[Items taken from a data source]
*****

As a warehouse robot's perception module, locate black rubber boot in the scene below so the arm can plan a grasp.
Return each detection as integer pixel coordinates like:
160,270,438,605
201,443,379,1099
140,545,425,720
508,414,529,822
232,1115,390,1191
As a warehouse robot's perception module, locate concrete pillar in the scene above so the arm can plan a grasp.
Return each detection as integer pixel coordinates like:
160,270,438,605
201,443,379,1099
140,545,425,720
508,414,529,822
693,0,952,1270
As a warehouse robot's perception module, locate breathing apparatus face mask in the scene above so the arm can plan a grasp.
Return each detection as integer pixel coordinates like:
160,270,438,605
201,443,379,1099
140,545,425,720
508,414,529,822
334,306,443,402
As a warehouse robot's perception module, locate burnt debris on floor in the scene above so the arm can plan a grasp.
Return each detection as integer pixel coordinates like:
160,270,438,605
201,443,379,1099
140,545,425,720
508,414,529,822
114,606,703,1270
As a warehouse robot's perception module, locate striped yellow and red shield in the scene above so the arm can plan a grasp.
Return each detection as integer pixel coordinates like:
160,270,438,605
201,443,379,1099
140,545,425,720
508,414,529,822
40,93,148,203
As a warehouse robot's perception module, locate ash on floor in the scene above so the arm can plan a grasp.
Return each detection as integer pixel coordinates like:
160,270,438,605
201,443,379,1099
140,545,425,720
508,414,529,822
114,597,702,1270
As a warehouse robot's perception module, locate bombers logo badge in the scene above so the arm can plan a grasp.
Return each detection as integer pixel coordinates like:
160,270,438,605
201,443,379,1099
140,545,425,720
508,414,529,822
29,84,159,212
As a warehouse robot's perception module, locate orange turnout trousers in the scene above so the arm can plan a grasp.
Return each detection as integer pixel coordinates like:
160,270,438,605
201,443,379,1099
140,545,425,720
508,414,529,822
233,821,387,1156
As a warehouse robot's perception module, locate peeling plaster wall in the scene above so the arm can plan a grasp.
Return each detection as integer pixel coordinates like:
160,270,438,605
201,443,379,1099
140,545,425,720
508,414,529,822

*****

### [SET PROBLEM]
Please copy out every one of the records above word for word, keeping each line as it is.

### [EXERCISE SOLUTION]
As a warehouse robot's perception module, locate black rubber boot in the scene below so the arm can plan a grasp.
Return each detection as integer pixel coordinates like:
160,270,438,605
201,443,379,1099
140,545,425,720
508,414,529,822
232,1115,390,1191
As a warehouse robot's perception module, locate concrete pillar in the scene above so the arm can plan a grasp.
Return each detection as integer pixel coordinates like:
160,270,438,605
201,443,379,1099
140,545,425,720
508,414,529,822
693,0,952,1270
As a warehouse robot's perception module, locate breathing apparatus face mask in the scene above so the arm can plan a grasp.
Return each detection as integer pixel coordinates like:
160,270,438,605
201,443,379,1099
140,545,425,720
508,414,529,822
334,306,443,402
As a warehouse robot's perception module, locate burnt debris on floor in the scene above so the arm can plan a grasp.
Return each detection as integer pixel coordinates like:
160,270,438,605
201,443,379,1099
140,545,425,720
508,414,529,822
114,606,703,1270
As a warehouse robot's perception module, locate striped yellow and red shield in the scene above so the arm can plan a grasp.
Return each detection as integer pixel coordinates like:
160,270,438,605
201,443,379,1099
140,545,425,720
508,414,529,822
40,93,148,203
As a warehouse robot's perception module, locate ash on floor in the scene above so the arm can plan a grasp.
Return each detection as integer pixel coordinates like:
160,270,438,605
201,443,379,1099
140,545,425,720
508,414,529,822
114,597,702,1270
As a warehouse robot's perception module, locate bombers logo badge in the scene above so the arm can plan a grasp.
Return each detection as integer pixel coordinates like:
160,270,438,605
201,443,379,1099
140,545,425,720
508,414,529,822
29,84,159,212
As a warehouse robot's perception module, locate orange turnout trousers in the scene above so the arm can plan a grasp.
Return each detection as integer pixel coordinates like:
160,270,438,605
201,443,379,1099
140,545,425,720
508,414,529,822
233,821,387,1156
As a warehouse robot's perception module, locate peeling plaster wall in the scene above so the arm can plan a grasp.
Return each detection as integer pixel coordinates like:
160,270,438,605
201,443,379,1099
140,545,425,720
508,414,529,822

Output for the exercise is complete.